* **GIVEN TASK**
Reproduce every line of the data below word for word, without changing, adding, or leaving out anything.

* **LISTED ENTRIES**
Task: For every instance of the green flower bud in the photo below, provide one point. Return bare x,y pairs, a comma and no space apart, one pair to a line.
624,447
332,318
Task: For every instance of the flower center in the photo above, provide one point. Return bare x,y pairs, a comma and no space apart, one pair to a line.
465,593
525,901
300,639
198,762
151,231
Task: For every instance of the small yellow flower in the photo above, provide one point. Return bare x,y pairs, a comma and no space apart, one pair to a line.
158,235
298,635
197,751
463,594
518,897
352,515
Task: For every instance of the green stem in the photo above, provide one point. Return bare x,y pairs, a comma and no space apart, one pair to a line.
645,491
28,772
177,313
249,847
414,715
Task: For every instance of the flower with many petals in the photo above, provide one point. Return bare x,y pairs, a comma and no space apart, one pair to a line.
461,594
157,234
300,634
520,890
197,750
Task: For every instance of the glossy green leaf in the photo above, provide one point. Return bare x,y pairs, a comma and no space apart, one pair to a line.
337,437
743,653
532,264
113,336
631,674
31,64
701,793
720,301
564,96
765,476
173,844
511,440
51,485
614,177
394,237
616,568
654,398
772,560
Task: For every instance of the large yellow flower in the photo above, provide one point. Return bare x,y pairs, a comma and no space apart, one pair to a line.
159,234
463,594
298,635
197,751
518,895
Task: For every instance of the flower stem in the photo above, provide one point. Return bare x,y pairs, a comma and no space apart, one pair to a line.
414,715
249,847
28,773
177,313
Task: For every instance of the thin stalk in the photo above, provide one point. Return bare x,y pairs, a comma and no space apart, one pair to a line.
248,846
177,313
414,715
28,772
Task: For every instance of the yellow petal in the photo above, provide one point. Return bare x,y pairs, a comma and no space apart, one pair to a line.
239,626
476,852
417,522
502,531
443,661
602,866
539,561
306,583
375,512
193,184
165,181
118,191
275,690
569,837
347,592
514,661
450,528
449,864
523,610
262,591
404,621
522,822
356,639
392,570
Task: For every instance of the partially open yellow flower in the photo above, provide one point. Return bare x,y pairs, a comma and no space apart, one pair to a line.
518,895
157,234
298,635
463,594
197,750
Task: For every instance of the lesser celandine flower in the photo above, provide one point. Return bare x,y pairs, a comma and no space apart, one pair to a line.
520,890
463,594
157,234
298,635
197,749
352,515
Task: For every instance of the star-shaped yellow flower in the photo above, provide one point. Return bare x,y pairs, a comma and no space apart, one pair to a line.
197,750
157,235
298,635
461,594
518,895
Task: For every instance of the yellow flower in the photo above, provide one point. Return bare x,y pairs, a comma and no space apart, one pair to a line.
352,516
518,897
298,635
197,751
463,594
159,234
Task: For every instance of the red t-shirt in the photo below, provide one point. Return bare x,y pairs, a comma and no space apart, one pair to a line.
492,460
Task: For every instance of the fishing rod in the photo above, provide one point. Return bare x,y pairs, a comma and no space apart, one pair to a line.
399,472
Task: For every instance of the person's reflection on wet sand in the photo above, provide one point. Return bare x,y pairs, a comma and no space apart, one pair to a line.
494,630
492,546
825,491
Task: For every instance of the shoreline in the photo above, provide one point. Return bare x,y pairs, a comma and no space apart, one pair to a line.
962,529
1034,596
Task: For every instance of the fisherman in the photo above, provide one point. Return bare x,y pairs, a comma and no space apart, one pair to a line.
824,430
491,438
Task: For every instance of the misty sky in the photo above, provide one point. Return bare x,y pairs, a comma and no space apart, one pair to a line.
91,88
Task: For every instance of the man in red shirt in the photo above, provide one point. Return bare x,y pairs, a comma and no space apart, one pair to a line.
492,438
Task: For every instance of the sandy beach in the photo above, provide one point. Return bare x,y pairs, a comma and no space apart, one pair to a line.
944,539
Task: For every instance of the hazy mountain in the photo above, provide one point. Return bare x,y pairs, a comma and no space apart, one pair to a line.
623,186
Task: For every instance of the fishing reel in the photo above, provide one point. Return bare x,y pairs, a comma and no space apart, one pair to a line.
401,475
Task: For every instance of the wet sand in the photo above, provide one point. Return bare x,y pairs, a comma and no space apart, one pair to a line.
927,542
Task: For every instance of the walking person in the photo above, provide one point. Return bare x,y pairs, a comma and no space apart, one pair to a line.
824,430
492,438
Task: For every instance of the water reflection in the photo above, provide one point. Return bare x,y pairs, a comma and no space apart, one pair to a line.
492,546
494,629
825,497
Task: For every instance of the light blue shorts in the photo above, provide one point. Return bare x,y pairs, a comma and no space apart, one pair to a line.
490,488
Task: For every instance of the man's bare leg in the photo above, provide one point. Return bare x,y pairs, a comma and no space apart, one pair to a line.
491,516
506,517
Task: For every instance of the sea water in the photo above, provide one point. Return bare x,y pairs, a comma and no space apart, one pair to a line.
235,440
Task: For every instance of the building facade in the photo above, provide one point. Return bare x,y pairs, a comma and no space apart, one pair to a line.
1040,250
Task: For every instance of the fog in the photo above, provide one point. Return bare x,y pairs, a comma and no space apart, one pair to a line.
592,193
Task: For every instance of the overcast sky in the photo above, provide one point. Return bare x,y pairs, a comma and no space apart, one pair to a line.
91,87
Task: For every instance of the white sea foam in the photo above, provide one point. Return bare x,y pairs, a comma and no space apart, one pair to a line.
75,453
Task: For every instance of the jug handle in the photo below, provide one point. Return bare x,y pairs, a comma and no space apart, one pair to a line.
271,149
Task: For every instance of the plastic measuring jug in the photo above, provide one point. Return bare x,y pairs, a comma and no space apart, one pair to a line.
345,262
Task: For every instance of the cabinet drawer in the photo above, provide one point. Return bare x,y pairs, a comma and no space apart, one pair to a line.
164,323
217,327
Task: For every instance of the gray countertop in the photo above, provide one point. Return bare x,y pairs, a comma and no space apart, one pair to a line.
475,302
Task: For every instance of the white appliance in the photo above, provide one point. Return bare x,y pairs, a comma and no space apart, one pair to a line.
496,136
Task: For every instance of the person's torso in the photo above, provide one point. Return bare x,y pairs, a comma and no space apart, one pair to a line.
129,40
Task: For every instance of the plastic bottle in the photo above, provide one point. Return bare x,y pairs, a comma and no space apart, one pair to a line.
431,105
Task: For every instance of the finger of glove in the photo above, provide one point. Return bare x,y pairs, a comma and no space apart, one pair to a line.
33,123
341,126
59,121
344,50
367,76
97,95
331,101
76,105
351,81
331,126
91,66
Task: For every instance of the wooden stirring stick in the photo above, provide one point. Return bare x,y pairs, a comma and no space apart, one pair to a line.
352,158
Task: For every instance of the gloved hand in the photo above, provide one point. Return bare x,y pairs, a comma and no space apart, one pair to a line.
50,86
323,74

* **SOLUTION FOR THIS PROBLEM**
Task: For every instance of the green flower bud in the photo below, provide one point. Return bare x,y pairs, a comma and no space apart, one pair to a line.
624,447
332,318
Task: For every instance of the flower center in the photo above, provide one point. Return bare x,y pairs, a comma and no space apart, one pair to a line.
465,593
525,901
300,639
198,762
151,231
Task: For every instance of the small yellow flower in the photo above, provide one point. Return bare x,y pairs, a comma and no space apart, one pair to a line.
158,235
298,635
197,751
463,594
518,897
352,515
Task: For every instance of the green stem in the photo above, provide one point. Return bare x,y pairs, a comma and no space apart, one pair to a line.
645,491
28,772
177,313
249,847
414,715
Task: For every instance of the flower with many petals in the photo above, provide one point. Return bare x,y pairs, a comma and no space apart, one pair to a line.
461,594
157,234
300,634
520,890
197,750
Task: For every instance of the glossy green leaf in the photo above, provide one point. Return bare x,y pairs, a comma and no space apart, one pair to a line.
337,437
743,653
532,264
113,336
631,674
31,64
701,793
720,301
564,96
765,476
173,844
511,440
51,485
614,177
394,237
616,568
654,398
772,560
Task: For every instance of the large yellow flower in the photo above, provide one point. Return bare x,y pairs, a comma and no space apart, one pair to a line.
159,234
463,594
298,635
197,751
518,895
Task: For every instance of the flower stem in the photo above, provide one point. Return bare x,y pairs, a comma and no space apart, one pair to a line.
414,715
249,847
28,773
177,313
Task: For every instance of the thin stalk in the photo above, provide one point. Return bare x,y pairs, a comma and no space apart, one pair to a line.
248,846
177,313
414,715
28,772
Task: For every instance of the yellow petal in the photo above, provide one point. Return bare x,y pairs, a comma and no space apart, one pair to a line.
239,626
476,852
417,522
502,531
443,661
602,866
539,561
306,583
375,512
193,184
165,181
118,191
275,690
569,837
347,592
514,661
450,528
449,864
523,610
262,591
404,621
522,822
356,639
392,570
Task: For every instance of the partially open yellow flower in the photo above, provide one point. Return bare x,y pairs, a comma and no space apart, one pair to a line.
518,895
157,234
298,635
463,594
197,750
Task: For every instance of the lesser celandine flower in the photo above, provide one point. Return bare x,y pairs, a comma and no space apart, one pair to a line.
520,890
463,594
157,234
298,635
197,749
352,515
Task: For every instance of the star-shaped yellow flower in the photo above, provide one point. Return bare x,y pairs, a comma and no space apart, one pair to a line.
197,750
157,235
298,635
461,594
518,895
Task: For every instance of the yellow flower in the photo above, provide one point. Return bare x,y pairs, a comma and no space apart, one pair to a line.
352,516
518,897
298,635
197,751
463,594
159,234
Task: For every instance of the red t-shirt in the photo below, provide one point. Return bare x,y pairs, a comma and no space apart, one pair to a line.
492,460
Task: For every instance of the fishing rod in the photo above, provide one point. Return bare x,y pairs, a comma and no space apart, one pair to a line.
399,472
Task: For every instance of the person's reflection on wet sand in the photo above, provide one point. Return bare x,y pairs, a comma and no space apart, one pair to a line.
494,630
492,546
825,491
Task: For every instance of the shoreline in the photo above, provide one point. Return bare x,y pairs, a comma and no space apart, one pair to a line.
962,529
1034,596
Task: For every instance of the fisherman in the photo above, provide one point. Return bare x,y pairs, a comma and no space apart, one pair to a line.
824,430
491,438
Task: For every instance of the misty sky in the photo above, provide one point. Return bare x,y pairs, a comma and no space apart, one pair to a line.
91,88
Task: For every instance of the man in red shirt in the photo above, provide one point. Return bare x,y pairs, a comma and no space apart, one pair to a line.
492,438
Task: For every instance of the sandy beach in the photo above, provide one point. Return bare x,y pairs, a comma and no space apart, one pair to a line.
944,539
Task: For every instance of the hazy mountain in the photo above, provide one point. Return bare x,y pairs, a comma and no space apart, one pair to a line.
623,186
Task: For every instance of the fishing reel in the photo above, provide one point. Return bare x,y pairs, a comma and no space apart, one pair to a line.
401,475
Task: For every instance of the wet sand in the photo above, provide one point. Return bare x,y pairs, a comma and no space apart, one pair to a line.
927,542
Task: For every instance of the walking person in the photo above, provide one point. Return bare x,y pairs, a comma and no space apart, one pair to a line.
824,430
492,438
Task: For every instance of the water reflection in the photo above, provide one point. Return bare x,y pairs, a comma and no space apart, one pair to a line.
492,546
494,629
825,497
Task: For every instance of the light blue shorts in the photo above, provide one point. Return bare x,y pairs, a comma and no space apart, one pair to a line.
490,488
Task: For every instance of the man's bare leg in the photo above, provide one point. Return bare x,y pairs, a comma and no space apart, one pair to a line.
491,516
506,517
Task: For every instance of the sea water in the photo above, provide one point. Return bare x,y pairs, a comma and no space apart, one pair to a line.
235,440
Task: For every instance of the building facade in the photo above, provide one point. Return bare x,y pairs, a comma and no space apart, one pair to a line.
1040,250
Task: For every instance of the fog in the photo above, provide one point. Return bare x,y pairs, a comma and no space apart, one pair to a line.
592,193
Task: For every instance of the overcast sky in the photo above, provide one point. Return bare x,y pairs, a comma and no space apart, one pair to a line.
91,87
Task: For every instance of the white sea foam in the photo above, provide one point. Return bare x,y pairs, a comma and no space apart, one pair to a line.
75,453
Task: For every instance of the jug handle in the photo below, provide one point. Return bare x,y pairs, a comma and no space apart, one pair to a line.
271,149
Task: For every instance of the plastic measuring jug in the photo above, provide one point. Return bare x,y pairs, a comma and no space apart, one pair to a line.
345,262
Task: For every instance of the cabinet drawer in the photo above, provide one point. Return bare x,y pairs, a comma and no space apart, one pair to a line.
164,323
217,327
Task: For every instance of the gray countertop in the photo above, provide one point. Return bare x,y pairs, a comma and no space apart, one pair to a line.
475,302
Task: For every instance of the white appliance in the photo above, provide one point. Return bare x,y pairs, a comma and no space apart, one pair to a line.
496,136
Task: For every instance of the person's torso in the photo above, provide one point. Return bare x,y pairs, a comma and no space apart, one pair to a line.
129,40
Task: For every instance of the plastic bottle in the photo above, provide one point. Return bare x,y pairs, a comma and no space apart, one pair to a line.
431,105
Task: For every instance of the finger of glove in the photo above, provide one point. Return bare x,y pairs, a comma and no space apart, one pair to a line.
33,123
341,126
59,121
344,50
367,76
97,95
331,101
76,105
351,81
331,126
91,66
Task: For every instance of the wooden stirring stick in the photo above, provide one point. Return bare x,y pairs, a comma and no space apart, one pair to a line.
352,158
Task: For every instance of the gloved hand in the photo above, provide one point. Return bare x,y pairs, a comma and no space apart, one pair to a line.
50,86
323,74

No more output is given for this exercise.